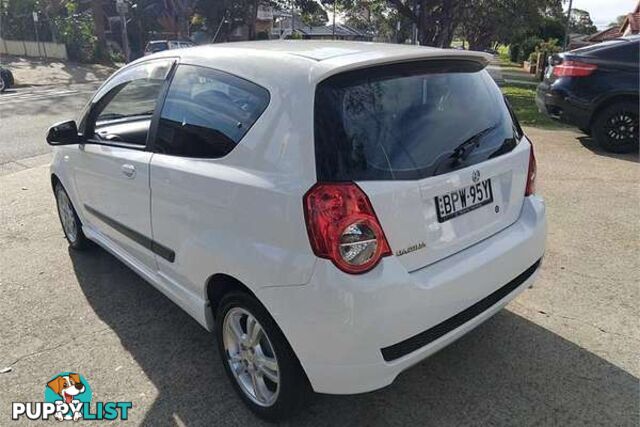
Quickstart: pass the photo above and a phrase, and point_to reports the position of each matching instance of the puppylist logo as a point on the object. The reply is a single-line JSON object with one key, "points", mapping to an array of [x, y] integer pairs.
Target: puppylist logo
{"points": [[67, 396]]}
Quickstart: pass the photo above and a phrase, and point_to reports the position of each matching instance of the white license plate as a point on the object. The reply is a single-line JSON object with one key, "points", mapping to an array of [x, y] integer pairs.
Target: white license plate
{"points": [[463, 200]]}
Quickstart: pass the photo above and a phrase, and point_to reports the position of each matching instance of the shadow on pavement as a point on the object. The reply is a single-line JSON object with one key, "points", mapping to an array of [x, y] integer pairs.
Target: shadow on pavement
{"points": [[590, 143], [509, 371]]}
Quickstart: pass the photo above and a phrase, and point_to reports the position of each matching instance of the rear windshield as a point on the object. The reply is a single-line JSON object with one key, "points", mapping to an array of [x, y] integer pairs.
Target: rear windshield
{"points": [[409, 121], [157, 46]]}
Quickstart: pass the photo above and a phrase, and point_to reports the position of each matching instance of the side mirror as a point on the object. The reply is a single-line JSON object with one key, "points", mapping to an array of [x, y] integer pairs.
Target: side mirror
{"points": [[63, 133]]}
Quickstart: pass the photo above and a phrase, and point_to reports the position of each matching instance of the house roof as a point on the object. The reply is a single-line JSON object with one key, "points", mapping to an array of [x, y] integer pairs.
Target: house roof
{"points": [[608, 34], [632, 20], [327, 30]]}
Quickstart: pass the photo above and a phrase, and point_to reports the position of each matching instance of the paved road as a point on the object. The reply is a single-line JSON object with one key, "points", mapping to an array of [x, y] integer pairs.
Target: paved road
{"points": [[564, 353], [26, 114]]}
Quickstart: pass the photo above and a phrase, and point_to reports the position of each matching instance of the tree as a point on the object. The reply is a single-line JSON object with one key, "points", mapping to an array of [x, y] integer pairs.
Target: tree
{"points": [[504, 21], [312, 13], [618, 22], [98, 27], [436, 20], [580, 22]]}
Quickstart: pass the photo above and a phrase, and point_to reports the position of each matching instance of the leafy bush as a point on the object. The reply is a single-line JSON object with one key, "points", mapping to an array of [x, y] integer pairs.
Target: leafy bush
{"points": [[76, 31], [528, 46]]}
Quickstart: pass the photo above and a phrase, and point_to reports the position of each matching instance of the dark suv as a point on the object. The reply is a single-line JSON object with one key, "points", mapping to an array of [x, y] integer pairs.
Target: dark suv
{"points": [[596, 89]]}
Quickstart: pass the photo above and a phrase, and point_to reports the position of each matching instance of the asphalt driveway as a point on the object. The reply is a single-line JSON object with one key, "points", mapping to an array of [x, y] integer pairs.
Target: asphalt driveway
{"points": [[564, 353]]}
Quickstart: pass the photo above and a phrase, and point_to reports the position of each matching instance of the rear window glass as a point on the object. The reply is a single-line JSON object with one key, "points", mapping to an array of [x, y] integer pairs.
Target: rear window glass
{"points": [[409, 121], [157, 46]]}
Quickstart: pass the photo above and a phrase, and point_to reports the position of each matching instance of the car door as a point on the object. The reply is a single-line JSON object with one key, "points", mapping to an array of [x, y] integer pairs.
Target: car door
{"points": [[205, 115], [111, 170]]}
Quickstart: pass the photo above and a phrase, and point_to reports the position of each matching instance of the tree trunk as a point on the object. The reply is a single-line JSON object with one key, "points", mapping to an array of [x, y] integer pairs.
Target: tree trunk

====

Aim of the exercise. Which lines above run from the one containing "the rear window" down to the one containing "the car door"? Repeat exactly those, both ends included, and nothing else.

Written reply.
Quickstart: pass the photo above and a phrase, and point_to reports the position of each matching instance of the rear window glass as a point on the object. The reply is a single-line JSON object with one key, "points", mapping to an array of [x, y] integer pairs.
Target: rear window glass
{"points": [[409, 121], [157, 46]]}
Quickstart: pass the photo above and a phrase, and point_to reports the position of each matching instance of the car door as a point on the object. The reply is a single-line JSON object with one key, "points", mapping to an array of [x, y] integer pairs.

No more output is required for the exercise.